Becoming a mom was always something I dreamed about. I thought about what I would name my children, what we would teach our kids, and where we would take them on family adventures. I imagined comforting them after bad dreams, caring for them when they are sick, and dusting them off when they fall. I knew parenting was not all sunshine and rainbows. However, what I did not anticipate when I saw those two little lines on the home pregnancy test, was becoming a parent for the first time in the middle of a global pandemic.
Becoming a first-time mom during the COVID-19 pandemic has added a whole new dimension to becoming a first-time mom. There are more questions and more rules, more skepticism and more fear. There have also been a few hidden blessings and things that were probably easier because of our family’s pandemic circumstances.
During “normal” times, everyone wants to show up at your house immediately after you give birth. Your crotch is sore, you haven’t slept, and you’re running on pure adrenaline and fear, but you’re expected to play hostess anyway.

▸ **Task description**
In the text about becoming a first-time mom during COVID-19, what did the writer not anticipate when seeing the two lines on the home pregnancy test?

▸ **Data to examine**
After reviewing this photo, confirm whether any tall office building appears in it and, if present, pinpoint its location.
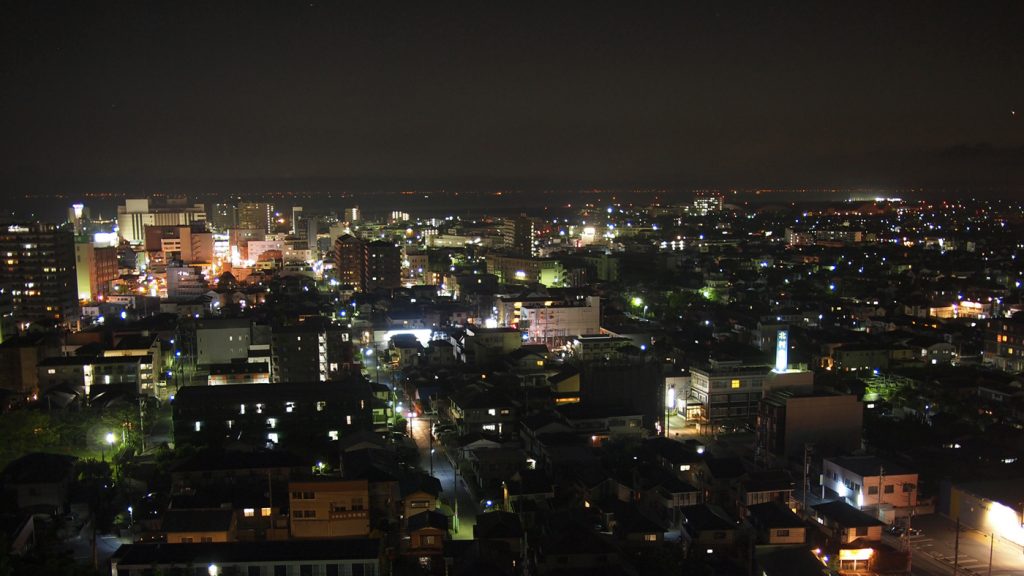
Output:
[75,241,118,301]
[209,201,239,231]
[334,234,367,291]
[366,240,401,291]
[68,203,92,236]
[239,202,273,232]
[118,198,206,244]
[0,222,78,322]
[502,214,537,256]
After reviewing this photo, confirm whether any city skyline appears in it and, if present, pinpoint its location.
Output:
[0,2,1024,197]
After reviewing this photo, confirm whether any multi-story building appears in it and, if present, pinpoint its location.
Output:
[36,356,143,399]
[334,234,368,291]
[0,222,78,322]
[118,198,206,244]
[755,392,864,461]
[288,480,370,538]
[270,320,352,382]
[693,193,725,216]
[75,242,118,301]
[196,318,252,366]
[486,252,565,288]
[341,206,361,223]
[111,538,381,576]
[502,214,537,256]
[239,202,273,232]
[167,263,209,298]
[103,334,164,396]
[208,202,239,232]
[364,240,401,291]
[687,359,771,430]
[982,313,1024,372]
[145,223,213,264]
[821,456,918,521]
[518,296,601,345]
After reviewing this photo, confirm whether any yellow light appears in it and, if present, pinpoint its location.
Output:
[839,548,874,561]
[985,502,1024,545]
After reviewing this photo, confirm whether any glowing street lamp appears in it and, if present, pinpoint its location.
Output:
[99,433,116,462]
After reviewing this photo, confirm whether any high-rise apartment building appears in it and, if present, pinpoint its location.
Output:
[208,202,239,231]
[118,198,206,244]
[0,222,78,322]
[334,234,367,291]
[366,240,401,291]
[75,242,118,301]
[502,214,537,256]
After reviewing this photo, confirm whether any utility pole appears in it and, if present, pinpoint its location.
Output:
[988,532,995,576]
[801,443,814,517]
[953,517,959,576]
[877,464,886,520]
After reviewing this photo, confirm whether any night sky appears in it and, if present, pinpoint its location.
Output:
[0,0,1024,196]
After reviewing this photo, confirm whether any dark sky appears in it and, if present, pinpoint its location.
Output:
[0,0,1024,192]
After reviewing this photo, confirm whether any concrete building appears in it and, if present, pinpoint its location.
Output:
[0,222,78,323]
[75,242,118,301]
[111,538,381,576]
[519,296,601,340]
[686,360,771,431]
[118,198,206,244]
[167,263,210,299]
[173,378,373,450]
[288,480,370,539]
[196,318,252,366]
[571,334,633,362]
[821,456,918,524]
[365,240,401,291]
[939,478,1024,546]
[334,234,369,291]
[270,320,352,382]
[755,392,864,461]
[982,313,1024,372]
[238,202,273,233]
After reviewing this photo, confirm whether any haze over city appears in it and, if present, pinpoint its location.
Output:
[0,0,1024,576]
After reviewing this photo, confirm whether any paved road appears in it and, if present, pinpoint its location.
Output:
[411,418,478,540]
[910,515,1024,576]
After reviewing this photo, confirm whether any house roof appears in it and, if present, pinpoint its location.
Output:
[409,510,447,532]
[811,500,885,528]
[2,452,78,484]
[680,504,736,532]
[473,510,523,539]
[746,501,804,528]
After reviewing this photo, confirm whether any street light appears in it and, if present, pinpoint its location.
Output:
[99,433,115,462]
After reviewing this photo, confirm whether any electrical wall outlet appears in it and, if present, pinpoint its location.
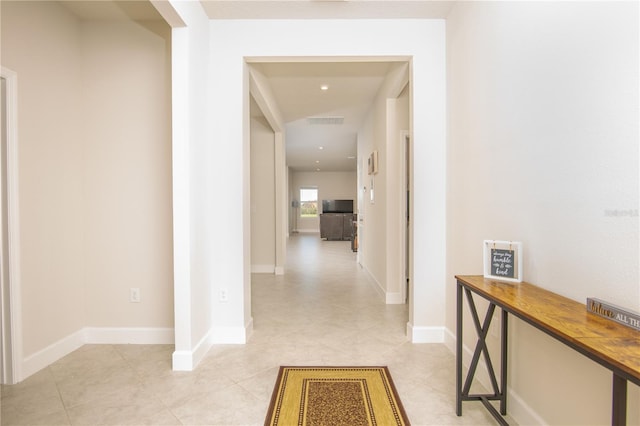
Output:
[129,287,140,303]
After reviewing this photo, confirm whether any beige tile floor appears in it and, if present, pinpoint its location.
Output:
[1,234,512,426]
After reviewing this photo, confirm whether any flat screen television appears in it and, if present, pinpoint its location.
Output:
[322,200,353,213]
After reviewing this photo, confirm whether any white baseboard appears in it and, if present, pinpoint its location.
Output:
[251,265,276,274]
[171,331,212,371]
[17,327,174,381]
[444,329,549,425]
[407,323,445,343]
[22,330,85,382]
[385,291,404,305]
[211,327,247,345]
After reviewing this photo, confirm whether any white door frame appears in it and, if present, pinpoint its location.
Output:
[400,130,413,303]
[0,67,22,384]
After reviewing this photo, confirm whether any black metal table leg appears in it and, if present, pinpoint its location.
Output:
[611,373,627,426]
[456,283,508,425]
[456,283,462,416]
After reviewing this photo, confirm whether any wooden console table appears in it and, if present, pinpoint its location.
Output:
[456,275,640,426]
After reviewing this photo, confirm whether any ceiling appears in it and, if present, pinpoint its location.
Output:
[60,0,454,171]
[252,61,398,172]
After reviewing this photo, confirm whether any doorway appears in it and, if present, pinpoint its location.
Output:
[247,57,412,332]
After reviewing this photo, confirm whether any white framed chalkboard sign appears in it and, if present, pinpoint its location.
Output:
[482,240,523,283]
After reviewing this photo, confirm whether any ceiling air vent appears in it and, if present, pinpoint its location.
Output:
[307,117,344,124]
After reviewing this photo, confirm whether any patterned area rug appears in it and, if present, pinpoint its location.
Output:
[265,367,410,426]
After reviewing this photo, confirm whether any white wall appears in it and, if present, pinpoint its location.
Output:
[289,172,357,232]
[1,2,173,378]
[251,118,276,273]
[447,2,640,425]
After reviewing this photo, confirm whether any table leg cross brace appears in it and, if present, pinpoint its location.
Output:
[457,282,508,425]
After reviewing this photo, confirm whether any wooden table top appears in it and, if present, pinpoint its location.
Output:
[456,275,640,386]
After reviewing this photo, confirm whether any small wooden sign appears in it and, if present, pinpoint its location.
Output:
[483,240,523,283]
[491,249,516,278]
[587,297,640,330]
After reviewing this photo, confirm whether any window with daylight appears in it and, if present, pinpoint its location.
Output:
[300,188,318,217]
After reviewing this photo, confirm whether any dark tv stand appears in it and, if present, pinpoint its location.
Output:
[320,213,356,241]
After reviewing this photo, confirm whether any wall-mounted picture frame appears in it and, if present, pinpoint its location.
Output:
[482,240,523,283]
[367,151,378,175]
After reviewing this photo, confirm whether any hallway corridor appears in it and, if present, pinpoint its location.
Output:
[2,234,511,426]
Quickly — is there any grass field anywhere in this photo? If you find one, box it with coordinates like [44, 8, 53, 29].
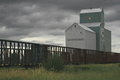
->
[0, 64, 120, 80]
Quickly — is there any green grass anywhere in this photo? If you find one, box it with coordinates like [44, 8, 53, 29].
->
[0, 64, 120, 80]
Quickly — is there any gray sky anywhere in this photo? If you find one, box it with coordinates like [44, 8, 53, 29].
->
[0, 0, 120, 52]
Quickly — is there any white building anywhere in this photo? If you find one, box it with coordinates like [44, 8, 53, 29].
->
[65, 23, 96, 50]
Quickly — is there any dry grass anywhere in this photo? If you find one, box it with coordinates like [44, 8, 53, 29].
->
[0, 64, 120, 80]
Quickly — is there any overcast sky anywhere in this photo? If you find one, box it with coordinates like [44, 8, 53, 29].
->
[0, 0, 120, 52]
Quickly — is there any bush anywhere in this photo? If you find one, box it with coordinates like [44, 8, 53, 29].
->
[43, 55, 64, 71]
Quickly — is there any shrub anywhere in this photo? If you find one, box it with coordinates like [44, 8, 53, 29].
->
[43, 55, 64, 71]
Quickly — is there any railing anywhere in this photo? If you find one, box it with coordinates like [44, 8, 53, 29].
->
[0, 39, 120, 66]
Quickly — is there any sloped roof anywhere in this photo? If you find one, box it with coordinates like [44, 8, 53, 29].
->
[66, 23, 95, 33]
[77, 23, 94, 32]
[80, 8, 102, 13]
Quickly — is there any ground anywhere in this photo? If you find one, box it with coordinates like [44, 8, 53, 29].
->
[0, 63, 120, 80]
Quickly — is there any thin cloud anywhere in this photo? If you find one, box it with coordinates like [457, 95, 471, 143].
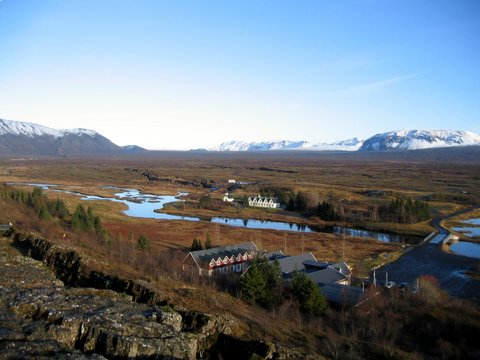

▸ **Output below**
Becoming a parent for the first time in the middle of a global pandemic.